GIVEN PROBLEM: Reproduce every row below verbatim, line by line, and leave out the pictures.

(Excerpts of labeled region data)

====

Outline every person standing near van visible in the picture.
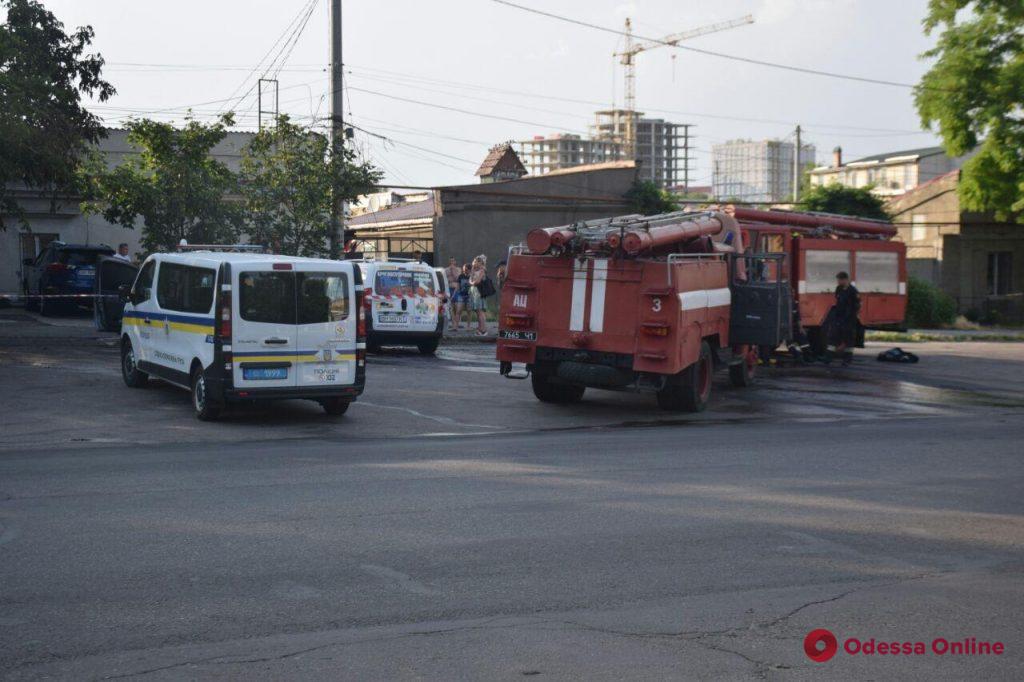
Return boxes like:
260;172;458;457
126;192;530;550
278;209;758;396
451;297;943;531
452;263;470;331
827;272;860;366
469;254;487;336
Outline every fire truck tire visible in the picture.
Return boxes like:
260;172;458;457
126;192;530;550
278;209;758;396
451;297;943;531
657;341;715;412
529;372;587;403
729;347;758;388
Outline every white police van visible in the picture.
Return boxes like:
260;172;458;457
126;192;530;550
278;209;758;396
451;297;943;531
121;247;366;420
349;259;446;355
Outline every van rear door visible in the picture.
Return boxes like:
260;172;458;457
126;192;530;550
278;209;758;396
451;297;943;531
231;261;298;388
295;261;356;387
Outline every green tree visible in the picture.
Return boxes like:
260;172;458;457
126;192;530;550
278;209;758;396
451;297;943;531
0;0;115;229
800;182;889;220
626;180;679;215
914;0;1024;221
83;114;243;251
241;116;383;256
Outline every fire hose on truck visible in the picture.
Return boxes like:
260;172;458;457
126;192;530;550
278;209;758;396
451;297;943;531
497;207;906;412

====

WRITTEN SOLUTION:
Outline every person standing near van visible in the picture.
Return boxes like:
260;172;458;457
126;192;530;550
278;209;758;396
451;297;943;531
452;263;470;331
827;272;860;366
469;254;487;336
Outline every fire truck tire visible in the picture.
Return boxes like:
260;172;458;457
126;192;530;550
278;209;758;396
451;297;943;531
657;341;715;412
529;372;587;403
729;347;758;388
Outline every white police van visible in the picture.
Return boxes like:
260;172;458;457
126;192;530;550
278;209;758;396
451;297;943;531
121;247;366;420
349;259;446;355
Outline every van rear door visible in the picture.
Return boxes like:
260;172;458;457
126;192;530;550
278;209;758;396
451;297;943;531
231;261;298;388
295;261;356;387
Outline every green tree visible in the picture.
Return boxes like:
260;172;458;457
126;192;530;550
278;209;758;396
451;297;943;531
0;0;115;229
800;182;889;220
626;180;679;215
914;0;1024;221
83;114;243;251
241;116;383;256
Outline every fire hose on truck visible in the picture.
Return boxes like:
260;172;458;457
126;192;530;550
278;209;758;396
451;297;943;531
497;207;906;412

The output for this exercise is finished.